What you are asked to do
Copy the material below line for line without changing anything, but leave out the pictures.

Records to process
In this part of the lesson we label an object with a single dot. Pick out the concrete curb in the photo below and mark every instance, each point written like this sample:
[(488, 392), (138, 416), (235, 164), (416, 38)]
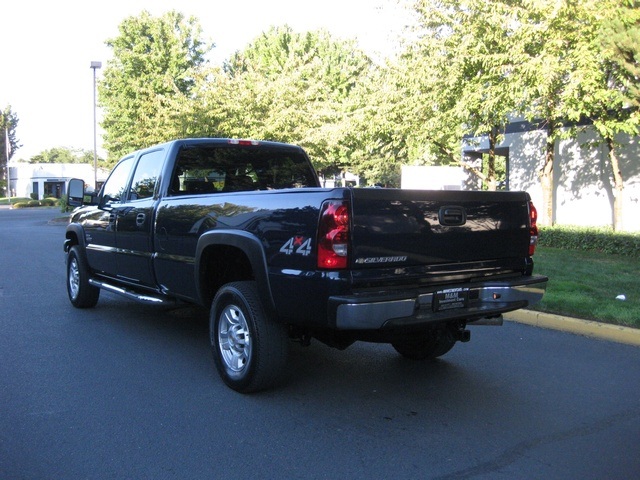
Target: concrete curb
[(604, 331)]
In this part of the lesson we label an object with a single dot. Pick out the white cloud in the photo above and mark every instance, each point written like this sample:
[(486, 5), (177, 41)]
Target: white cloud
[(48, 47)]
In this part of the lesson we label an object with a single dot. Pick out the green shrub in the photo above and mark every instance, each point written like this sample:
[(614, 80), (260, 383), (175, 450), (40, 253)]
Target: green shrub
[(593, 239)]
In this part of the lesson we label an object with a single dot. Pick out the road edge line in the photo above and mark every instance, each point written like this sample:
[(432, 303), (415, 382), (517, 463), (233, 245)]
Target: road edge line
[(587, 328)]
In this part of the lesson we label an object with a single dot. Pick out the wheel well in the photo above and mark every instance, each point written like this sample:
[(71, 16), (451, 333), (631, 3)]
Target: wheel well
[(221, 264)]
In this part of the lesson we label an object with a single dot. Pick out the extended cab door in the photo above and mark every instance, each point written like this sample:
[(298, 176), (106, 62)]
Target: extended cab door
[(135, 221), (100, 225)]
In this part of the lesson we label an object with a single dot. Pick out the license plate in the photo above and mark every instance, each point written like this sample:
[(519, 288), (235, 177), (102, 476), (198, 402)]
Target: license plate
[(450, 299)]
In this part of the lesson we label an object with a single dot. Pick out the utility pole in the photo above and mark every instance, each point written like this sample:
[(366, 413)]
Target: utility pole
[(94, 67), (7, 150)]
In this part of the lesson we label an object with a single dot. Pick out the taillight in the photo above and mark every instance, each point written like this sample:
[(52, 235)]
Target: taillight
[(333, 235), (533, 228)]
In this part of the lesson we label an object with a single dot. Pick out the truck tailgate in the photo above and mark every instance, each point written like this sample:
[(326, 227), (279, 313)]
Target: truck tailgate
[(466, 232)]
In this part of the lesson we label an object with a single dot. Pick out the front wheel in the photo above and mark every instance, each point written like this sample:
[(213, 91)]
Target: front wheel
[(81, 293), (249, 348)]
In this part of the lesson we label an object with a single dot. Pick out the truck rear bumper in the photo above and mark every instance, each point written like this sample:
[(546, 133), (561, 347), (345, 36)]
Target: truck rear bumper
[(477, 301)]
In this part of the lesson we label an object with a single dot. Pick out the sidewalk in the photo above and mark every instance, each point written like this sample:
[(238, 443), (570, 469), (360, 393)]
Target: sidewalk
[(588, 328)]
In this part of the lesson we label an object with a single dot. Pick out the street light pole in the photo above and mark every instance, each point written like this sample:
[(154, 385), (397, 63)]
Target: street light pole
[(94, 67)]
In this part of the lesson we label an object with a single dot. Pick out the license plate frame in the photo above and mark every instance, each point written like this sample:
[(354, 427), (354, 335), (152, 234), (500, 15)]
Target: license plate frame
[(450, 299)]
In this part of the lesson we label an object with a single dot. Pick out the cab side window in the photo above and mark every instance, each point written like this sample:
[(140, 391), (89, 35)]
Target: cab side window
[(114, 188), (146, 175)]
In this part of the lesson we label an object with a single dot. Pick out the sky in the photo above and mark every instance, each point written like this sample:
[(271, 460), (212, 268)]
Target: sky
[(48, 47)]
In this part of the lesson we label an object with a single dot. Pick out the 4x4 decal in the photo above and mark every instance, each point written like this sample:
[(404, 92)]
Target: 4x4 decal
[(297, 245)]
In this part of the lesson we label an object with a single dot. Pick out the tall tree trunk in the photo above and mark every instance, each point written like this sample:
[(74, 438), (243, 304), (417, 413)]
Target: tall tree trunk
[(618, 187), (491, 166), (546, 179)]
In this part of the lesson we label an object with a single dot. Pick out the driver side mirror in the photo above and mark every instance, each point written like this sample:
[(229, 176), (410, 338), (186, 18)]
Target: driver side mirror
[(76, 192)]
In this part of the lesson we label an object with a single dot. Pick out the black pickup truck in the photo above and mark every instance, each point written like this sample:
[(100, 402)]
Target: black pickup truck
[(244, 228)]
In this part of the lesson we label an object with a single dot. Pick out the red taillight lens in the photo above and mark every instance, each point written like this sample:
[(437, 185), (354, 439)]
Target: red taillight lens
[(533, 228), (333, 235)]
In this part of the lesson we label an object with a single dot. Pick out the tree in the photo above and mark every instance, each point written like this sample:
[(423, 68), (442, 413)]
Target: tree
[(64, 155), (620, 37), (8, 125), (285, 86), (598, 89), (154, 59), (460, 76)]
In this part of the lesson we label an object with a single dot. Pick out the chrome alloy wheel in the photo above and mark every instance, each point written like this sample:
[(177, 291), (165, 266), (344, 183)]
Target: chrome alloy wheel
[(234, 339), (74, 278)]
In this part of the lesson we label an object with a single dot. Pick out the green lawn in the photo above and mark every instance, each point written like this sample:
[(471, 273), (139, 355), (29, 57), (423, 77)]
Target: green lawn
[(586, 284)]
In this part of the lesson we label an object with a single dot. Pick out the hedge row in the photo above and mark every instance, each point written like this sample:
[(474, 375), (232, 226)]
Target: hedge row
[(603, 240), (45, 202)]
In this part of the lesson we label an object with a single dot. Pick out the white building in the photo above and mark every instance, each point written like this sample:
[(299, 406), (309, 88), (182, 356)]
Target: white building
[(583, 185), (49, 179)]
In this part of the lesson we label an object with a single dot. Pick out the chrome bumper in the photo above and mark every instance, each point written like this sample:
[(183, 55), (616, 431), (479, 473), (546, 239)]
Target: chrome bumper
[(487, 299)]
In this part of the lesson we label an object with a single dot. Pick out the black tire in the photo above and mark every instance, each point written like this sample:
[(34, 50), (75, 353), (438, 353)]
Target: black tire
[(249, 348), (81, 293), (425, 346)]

Task result
In this part of the lesson we label an object with a single dot. Pick out the concrete curb in the photo below and mark every instance, each point written like this sample:
[(488, 392), (138, 416), (235, 164), (416, 38)]
Target: concrete curb
[(604, 331)]
In this part of the lesson we label an object with a single dot. Pick out the white cloud in the photo above and mark every instance, each point written like this sample:
[(486, 5), (177, 41)]
Target: white cloud
[(48, 47)]
In this part of the lesson we label an object with a single dot. Pick out the green shrub in the photo above and mark every instance, each point written like this sample:
[(614, 80), (260, 383), (175, 450), (40, 253)]
Target: green shrub
[(593, 239)]
In this part of the lesson we label an object with a single dot. Pick out the road edge line in the photo above and mark every instance, each point written like this sample:
[(432, 303), (415, 382), (517, 463), (233, 245)]
Target: road edge line
[(587, 328)]
In this part of the lesson we label an object with a single dot. Pick out the wheel well in the photo above and mark every instance, each point written like this sample:
[(71, 16), (451, 333), (631, 3)]
Target: wheel well
[(221, 264)]
In this part of the lesson we label an object with a single dot. Pick out the extended cab door in the photo above and mark every instance, each point written like this sample:
[(298, 176), (106, 62)]
Target: extended cab door
[(135, 221), (100, 225)]
In this part of the lesson we label an object with a single dot. Pick out the license plate in the photo above and mark every instance, each point written like this sample:
[(519, 288), (235, 177), (102, 476), (198, 402)]
Target: license plate
[(450, 299)]
In this part of the lesson we label an object with a single dot. Pick out the utility pole in the photo above and mark every instance, each point written like this sample:
[(366, 413)]
Target: utility pole
[(94, 67), (7, 150)]
In this part of the lesson we label an object with a single dot. Pick out the taillight in the photo above and mark every instance, each point written like this sample:
[(52, 235)]
Target: taillight
[(333, 235), (533, 228)]
In this part of the lesson we label an object with a single dot. Pick out the truck tailgate in the photo above and mark every instance, each point written like this sample:
[(326, 227), (279, 313)]
Target: truck tailgate
[(466, 232)]
In this part of the lesson we label an object with a single dot. Pick out the front wheel in the photo above and mark every instance, each point written like this sample:
[(213, 91)]
Target: front wheel
[(81, 293), (249, 348)]
In this part of the lesson we label an object with a single dot. Pick out the truck rear bumper in the photo above and mark every instance, each point written like this sample:
[(546, 133), (561, 347), (345, 36)]
Target: truck rear bumper
[(477, 301)]
In this part of the lesson we label an object with a single dot. Pick out the sidewalk in the photo above and mark every instance, each point written like this sample:
[(238, 443), (570, 469), (360, 393)]
Target: sidewalk
[(588, 328)]
In this part of the lesson we label an object with a single dot. Pick out the street light pole in the photo above and mark every instance, each point written like this sample:
[(154, 385), (397, 63)]
Target: street light pole
[(94, 67)]
In this part of the lesson we label an object with a single dot. Pick out the license plate frame in the photo above and mark every instance, each point written like this sample:
[(354, 427), (354, 335), (152, 234), (500, 15)]
Target: license plate frame
[(450, 299)]
In this part of the lesson we label an object with a single dot. Pick out the cab side window in the photo above and mark every instance, each point written like this sample:
[(140, 391), (89, 35)]
Target: cab side window
[(114, 188), (146, 175)]
In this part of the lesson we label an object with a single dot. Pick out the sky in the photo above and mark every instance, each point written like this sample:
[(271, 460), (212, 268)]
Target: sky
[(48, 47)]
In this part of the lesson we label an object with a single dot. Pick out the 4x4 decal in the photo above and mark every instance, each point written like this sample:
[(404, 92)]
Target: 4x4 decal
[(297, 245)]
In this part of the lesson we label an object with a single dot. Pick out the tall tree trunk in the photo above and mark every instance, each point written like this sample:
[(74, 438), (243, 304), (417, 413)]
Target: tall tree trunk
[(618, 187), (491, 166), (546, 179)]
In this part of the lesson we label an object with a single dot. Pick out the driver side mirror in the photo above and mark every instance, each point written like this sample:
[(229, 176), (410, 338), (186, 18)]
Target: driver side mirror
[(76, 192)]
In this part of the lesson we label an object with a single dot. Pick out the black pickup truck in the photo above and mark every instance, each point written like this sample:
[(100, 402)]
Target: black pickup truck
[(244, 228)]
In this part of the lesson we label an object with a single dot. Pick out the red taillight lens in the photo above and mark every instance, each point written like this sample:
[(437, 185), (354, 439)]
Target: red taillight lens
[(533, 228), (333, 235)]
In this part of the lesson we label an object with a single dot. Pick out the tree in the photo above and mark every instance, each point written like this sample:
[(423, 68), (442, 413)]
Target: tree
[(64, 155), (620, 37), (8, 125), (285, 86), (598, 89), (154, 59), (460, 76)]
In this part of the lesson we label an object with a single dot. Pick out the chrome alloy wheel in the photo above and mark every instance, each point written like this sample:
[(177, 291), (165, 266), (344, 183)]
Target: chrome alloy wheel
[(234, 339), (74, 278)]
In this part of the lesson we label an object with a single dot. Pick out the green lawn in the photo above and mark every instance, each point written like this sample:
[(471, 273), (139, 355), (29, 57), (423, 77)]
Target: green lawn
[(586, 284)]
In this part of the lesson we label an object with a single dot. Pick out the hedge row in the photo above and mark every instance, each point written like this sample:
[(474, 375), (232, 226)]
Target: hedge row
[(603, 240), (45, 202)]
In this part of the lesson we label an object with a single dot. Pick out the white building in the photo above and mark every instance, each point written like this sample:
[(299, 406), (309, 88), (182, 356)]
Target: white building
[(583, 185), (49, 179)]
In this part of the lesson we label an object with a single dot. Pick out the chrome bumper in the photo above and mark every instance, each point written like this sample:
[(183, 55), (616, 431), (479, 473), (546, 239)]
Target: chrome bumper
[(487, 299)]
In this part of the lesson we label an object with a single dot. Pick out the black tire in the photo above and mark every instance, each point written like this sample:
[(34, 50), (75, 353), (438, 353)]
Target: black tire
[(249, 348), (81, 293), (425, 346)]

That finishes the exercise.